WORK ORDER:
From the top of the entries, reproduce each line exactly, stopping after the line that contains "Where can the blue". Omit pictures.

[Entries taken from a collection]
---------------

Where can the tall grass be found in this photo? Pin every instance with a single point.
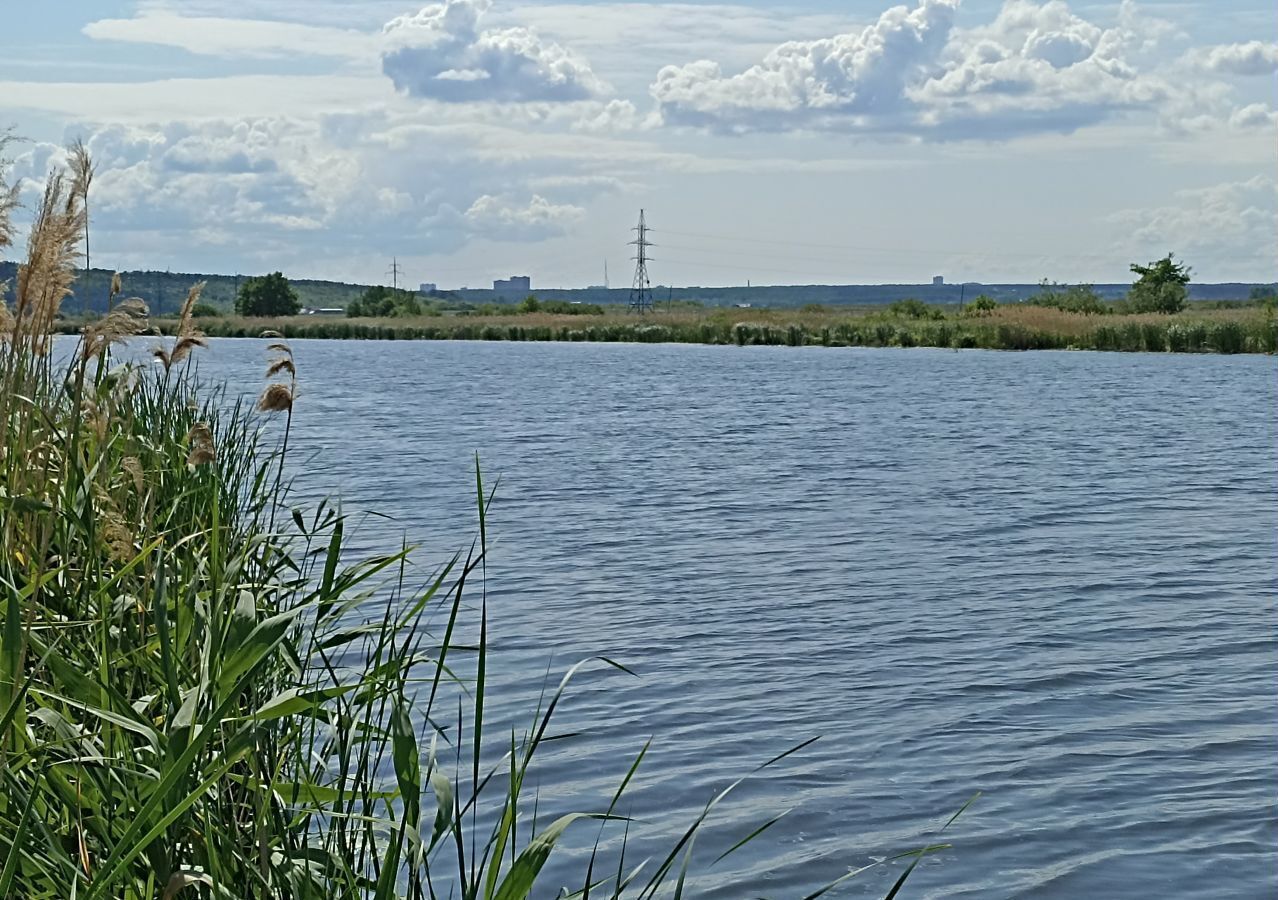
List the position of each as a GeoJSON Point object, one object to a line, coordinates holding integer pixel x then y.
{"type": "Point", "coordinates": [200, 694]}
{"type": "Point", "coordinates": [1010, 327]}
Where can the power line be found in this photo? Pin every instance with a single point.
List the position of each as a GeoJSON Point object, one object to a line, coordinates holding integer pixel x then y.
{"type": "Point", "coordinates": [640, 290]}
{"type": "Point", "coordinates": [885, 249]}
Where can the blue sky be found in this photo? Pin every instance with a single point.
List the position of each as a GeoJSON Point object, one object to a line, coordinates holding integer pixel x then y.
{"type": "Point", "coordinates": [813, 142]}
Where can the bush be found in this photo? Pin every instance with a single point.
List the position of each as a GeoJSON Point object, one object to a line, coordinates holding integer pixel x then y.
{"type": "Point", "coordinates": [1080, 298]}
{"type": "Point", "coordinates": [913, 308]}
{"type": "Point", "coordinates": [1161, 287]}
{"type": "Point", "coordinates": [267, 295]}
{"type": "Point", "coordinates": [384, 302]}
{"type": "Point", "coordinates": [982, 306]}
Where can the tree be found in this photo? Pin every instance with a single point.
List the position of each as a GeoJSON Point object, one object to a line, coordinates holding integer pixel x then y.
{"type": "Point", "coordinates": [1080, 298]}
{"type": "Point", "coordinates": [385, 302]}
{"type": "Point", "coordinates": [982, 306]}
{"type": "Point", "coordinates": [267, 295]}
{"type": "Point", "coordinates": [1161, 287]}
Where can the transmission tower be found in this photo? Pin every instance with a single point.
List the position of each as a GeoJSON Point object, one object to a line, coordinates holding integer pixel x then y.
{"type": "Point", "coordinates": [640, 292]}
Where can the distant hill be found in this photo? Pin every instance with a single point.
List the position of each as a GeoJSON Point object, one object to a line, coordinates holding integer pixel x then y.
{"type": "Point", "coordinates": [164, 292]}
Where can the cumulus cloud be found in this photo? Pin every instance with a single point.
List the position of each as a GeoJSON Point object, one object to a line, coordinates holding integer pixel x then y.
{"type": "Point", "coordinates": [615, 115]}
{"type": "Point", "coordinates": [1035, 68]}
{"type": "Point", "coordinates": [275, 192]}
{"type": "Point", "coordinates": [220, 36]}
{"type": "Point", "coordinates": [1253, 116]}
{"type": "Point", "coordinates": [441, 53]}
{"type": "Point", "coordinates": [1254, 58]}
{"type": "Point", "coordinates": [862, 74]}
{"type": "Point", "coordinates": [1230, 225]}
{"type": "Point", "coordinates": [505, 219]}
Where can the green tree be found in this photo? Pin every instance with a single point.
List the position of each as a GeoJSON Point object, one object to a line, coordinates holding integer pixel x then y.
{"type": "Point", "coordinates": [1161, 287]}
{"type": "Point", "coordinates": [385, 302]}
{"type": "Point", "coordinates": [982, 306]}
{"type": "Point", "coordinates": [913, 308]}
{"type": "Point", "coordinates": [267, 295]}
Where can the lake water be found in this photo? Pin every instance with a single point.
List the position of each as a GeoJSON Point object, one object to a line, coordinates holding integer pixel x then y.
{"type": "Point", "coordinates": [1048, 577]}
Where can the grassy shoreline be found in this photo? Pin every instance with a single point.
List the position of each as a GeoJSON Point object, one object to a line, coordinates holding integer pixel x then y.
{"type": "Point", "coordinates": [201, 696]}
{"type": "Point", "coordinates": [1010, 327]}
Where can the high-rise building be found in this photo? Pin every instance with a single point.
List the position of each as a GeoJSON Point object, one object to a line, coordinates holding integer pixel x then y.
{"type": "Point", "coordinates": [515, 284]}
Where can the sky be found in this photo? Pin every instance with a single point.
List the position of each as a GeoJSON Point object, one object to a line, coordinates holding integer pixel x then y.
{"type": "Point", "coordinates": [775, 143]}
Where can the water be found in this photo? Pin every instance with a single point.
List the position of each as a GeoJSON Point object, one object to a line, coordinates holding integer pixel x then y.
{"type": "Point", "coordinates": [1047, 577]}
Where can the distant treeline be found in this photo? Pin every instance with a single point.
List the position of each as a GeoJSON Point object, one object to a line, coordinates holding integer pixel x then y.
{"type": "Point", "coordinates": [164, 293]}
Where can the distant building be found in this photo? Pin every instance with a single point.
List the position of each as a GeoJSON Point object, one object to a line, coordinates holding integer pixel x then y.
{"type": "Point", "coordinates": [515, 284]}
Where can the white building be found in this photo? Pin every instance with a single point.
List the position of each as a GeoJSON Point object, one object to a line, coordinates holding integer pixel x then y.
{"type": "Point", "coordinates": [515, 284]}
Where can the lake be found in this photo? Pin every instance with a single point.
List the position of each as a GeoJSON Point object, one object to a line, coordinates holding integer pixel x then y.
{"type": "Point", "coordinates": [1047, 577]}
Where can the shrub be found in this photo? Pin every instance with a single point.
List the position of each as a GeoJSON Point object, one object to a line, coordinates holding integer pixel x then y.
{"type": "Point", "coordinates": [1161, 287]}
{"type": "Point", "coordinates": [913, 308]}
{"type": "Point", "coordinates": [1080, 298]}
{"type": "Point", "coordinates": [385, 302]}
{"type": "Point", "coordinates": [267, 295]}
{"type": "Point", "coordinates": [982, 306]}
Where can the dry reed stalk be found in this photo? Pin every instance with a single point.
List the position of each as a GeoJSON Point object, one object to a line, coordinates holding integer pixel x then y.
{"type": "Point", "coordinates": [188, 335]}
{"type": "Point", "coordinates": [8, 194]}
{"type": "Point", "coordinates": [276, 399]}
{"type": "Point", "coordinates": [127, 320]}
{"type": "Point", "coordinates": [45, 279]}
{"type": "Point", "coordinates": [201, 442]}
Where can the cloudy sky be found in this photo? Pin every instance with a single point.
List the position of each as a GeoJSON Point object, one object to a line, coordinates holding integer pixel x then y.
{"type": "Point", "coordinates": [803, 142]}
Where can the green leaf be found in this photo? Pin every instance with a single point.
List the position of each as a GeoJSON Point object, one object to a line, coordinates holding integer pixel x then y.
{"type": "Point", "coordinates": [519, 881]}
{"type": "Point", "coordinates": [408, 765]}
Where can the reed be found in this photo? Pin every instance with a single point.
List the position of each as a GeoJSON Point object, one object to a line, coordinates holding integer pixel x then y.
{"type": "Point", "coordinates": [201, 701]}
{"type": "Point", "coordinates": [1008, 327]}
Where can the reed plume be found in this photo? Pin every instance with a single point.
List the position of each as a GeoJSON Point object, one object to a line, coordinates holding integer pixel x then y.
{"type": "Point", "coordinates": [45, 279]}
{"type": "Point", "coordinates": [82, 169]}
{"type": "Point", "coordinates": [188, 335]}
{"type": "Point", "coordinates": [127, 320]}
{"type": "Point", "coordinates": [8, 196]}
{"type": "Point", "coordinates": [200, 441]}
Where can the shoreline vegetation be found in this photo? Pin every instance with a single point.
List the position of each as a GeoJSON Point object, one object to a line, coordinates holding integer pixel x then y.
{"type": "Point", "coordinates": [201, 696]}
{"type": "Point", "coordinates": [1002, 327]}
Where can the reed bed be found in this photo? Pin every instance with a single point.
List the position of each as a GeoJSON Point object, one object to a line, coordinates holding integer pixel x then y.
{"type": "Point", "coordinates": [1008, 327]}
{"type": "Point", "coordinates": [201, 696]}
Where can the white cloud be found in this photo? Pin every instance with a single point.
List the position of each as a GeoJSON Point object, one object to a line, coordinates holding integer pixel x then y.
{"type": "Point", "coordinates": [217, 36]}
{"type": "Point", "coordinates": [860, 74]}
{"type": "Point", "coordinates": [616, 115]}
{"type": "Point", "coordinates": [442, 54]}
{"type": "Point", "coordinates": [1228, 226]}
{"type": "Point", "coordinates": [1035, 68]}
{"type": "Point", "coordinates": [290, 191]}
{"type": "Point", "coordinates": [1254, 58]}
{"type": "Point", "coordinates": [505, 219]}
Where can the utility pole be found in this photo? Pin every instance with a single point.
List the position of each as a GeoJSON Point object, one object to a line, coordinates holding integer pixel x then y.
{"type": "Point", "coordinates": [640, 290]}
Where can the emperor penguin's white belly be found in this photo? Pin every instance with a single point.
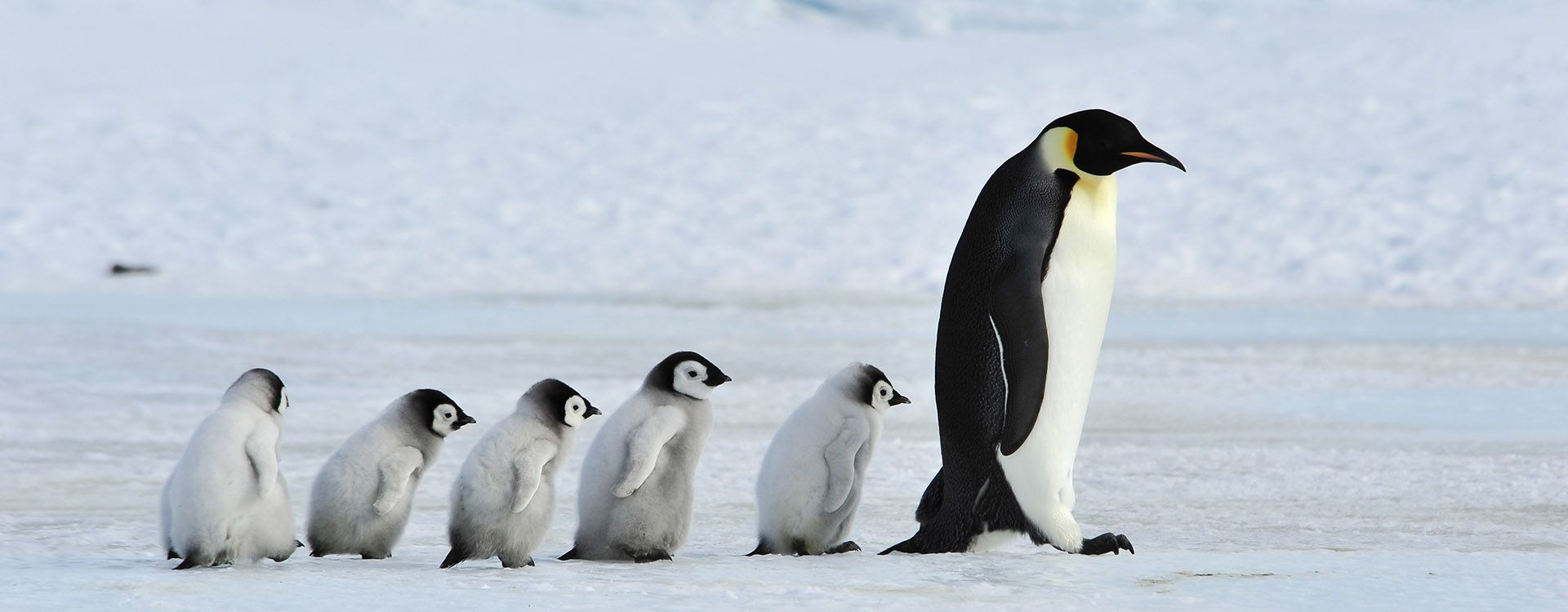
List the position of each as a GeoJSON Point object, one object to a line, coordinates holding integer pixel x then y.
{"type": "Point", "coordinates": [1076, 295]}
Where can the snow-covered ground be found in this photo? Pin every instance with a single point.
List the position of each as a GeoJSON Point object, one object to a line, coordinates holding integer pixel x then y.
{"type": "Point", "coordinates": [1336, 371]}
{"type": "Point", "coordinates": [1256, 458]}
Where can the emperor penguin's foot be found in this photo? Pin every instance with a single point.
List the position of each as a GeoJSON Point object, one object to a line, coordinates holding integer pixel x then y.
{"type": "Point", "coordinates": [847, 547]}
{"type": "Point", "coordinates": [1106, 543]}
{"type": "Point", "coordinates": [651, 556]}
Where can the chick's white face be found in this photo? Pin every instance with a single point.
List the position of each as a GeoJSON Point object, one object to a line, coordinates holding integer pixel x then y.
{"type": "Point", "coordinates": [882, 393]}
{"type": "Point", "coordinates": [444, 420]}
{"type": "Point", "coordinates": [692, 379]}
{"type": "Point", "coordinates": [576, 412]}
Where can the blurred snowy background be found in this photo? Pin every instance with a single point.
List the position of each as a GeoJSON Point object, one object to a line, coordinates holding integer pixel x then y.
{"type": "Point", "coordinates": [1334, 375]}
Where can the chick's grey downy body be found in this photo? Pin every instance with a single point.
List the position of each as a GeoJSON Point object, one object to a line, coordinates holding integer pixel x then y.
{"type": "Point", "coordinates": [226, 498]}
{"type": "Point", "coordinates": [813, 473]}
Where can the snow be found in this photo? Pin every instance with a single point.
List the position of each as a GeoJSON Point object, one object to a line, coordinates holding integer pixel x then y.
{"type": "Point", "coordinates": [1402, 153]}
{"type": "Point", "coordinates": [1252, 470]}
{"type": "Point", "coordinates": [1333, 375]}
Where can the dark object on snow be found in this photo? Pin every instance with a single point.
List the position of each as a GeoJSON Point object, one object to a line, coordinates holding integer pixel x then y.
{"type": "Point", "coordinates": [124, 268]}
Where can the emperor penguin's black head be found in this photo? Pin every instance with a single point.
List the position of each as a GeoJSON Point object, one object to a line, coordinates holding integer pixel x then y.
{"type": "Point", "coordinates": [877, 390]}
{"type": "Point", "coordinates": [1098, 143]}
{"type": "Point", "coordinates": [560, 401]}
{"type": "Point", "coordinates": [687, 373]}
{"type": "Point", "coordinates": [436, 410]}
{"type": "Point", "coordinates": [259, 387]}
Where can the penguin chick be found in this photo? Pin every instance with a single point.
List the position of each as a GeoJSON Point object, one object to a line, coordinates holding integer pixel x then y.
{"type": "Point", "coordinates": [811, 477]}
{"type": "Point", "coordinates": [634, 501]}
{"type": "Point", "coordinates": [226, 498]}
{"type": "Point", "coordinates": [361, 499]}
{"type": "Point", "coordinates": [504, 499]}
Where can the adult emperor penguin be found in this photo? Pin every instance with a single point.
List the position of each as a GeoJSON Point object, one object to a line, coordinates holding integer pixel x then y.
{"type": "Point", "coordinates": [1021, 326]}
{"type": "Point", "coordinates": [634, 499]}
{"type": "Point", "coordinates": [361, 498]}
{"type": "Point", "coordinates": [811, 477]}
{"type": "Point", "coordinates": [226, 498]}
{"type": "Point", "coordinates": [504, 499]}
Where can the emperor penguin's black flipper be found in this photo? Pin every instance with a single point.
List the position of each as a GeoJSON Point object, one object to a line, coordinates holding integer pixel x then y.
{"type": "Point", "coordinates": [932, 501]}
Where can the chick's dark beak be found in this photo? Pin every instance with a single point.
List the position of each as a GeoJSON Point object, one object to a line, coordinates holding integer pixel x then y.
{"type": "Point", "coordinates": [1148, 153]}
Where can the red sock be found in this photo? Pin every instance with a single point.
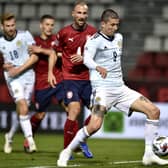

---------------

WRITTEN SOLUTION:
Where can the tall grass be found in this photo? Pin every instance with a single point.
List the position of each as a GeoJSON Point object, one object to a line, coordinates holding integer pixel x then y.
{"type": "Point", "coordinates": [200, 694]}
{"type": "Point", "coordinates": [1010, 327]}
Where can the power line be found in this photo? Pin every instance with a single point.
List the position of each as a GeoJSON Point object, one object to a line, coordinates holding integer pixel x then y.
{"type": "Point", "coordinates": [640, 290]}
{"type": "Point", "coordinates": [885, 249]}
Where can the blue sky be found in this photo? Pin every instance with a single point.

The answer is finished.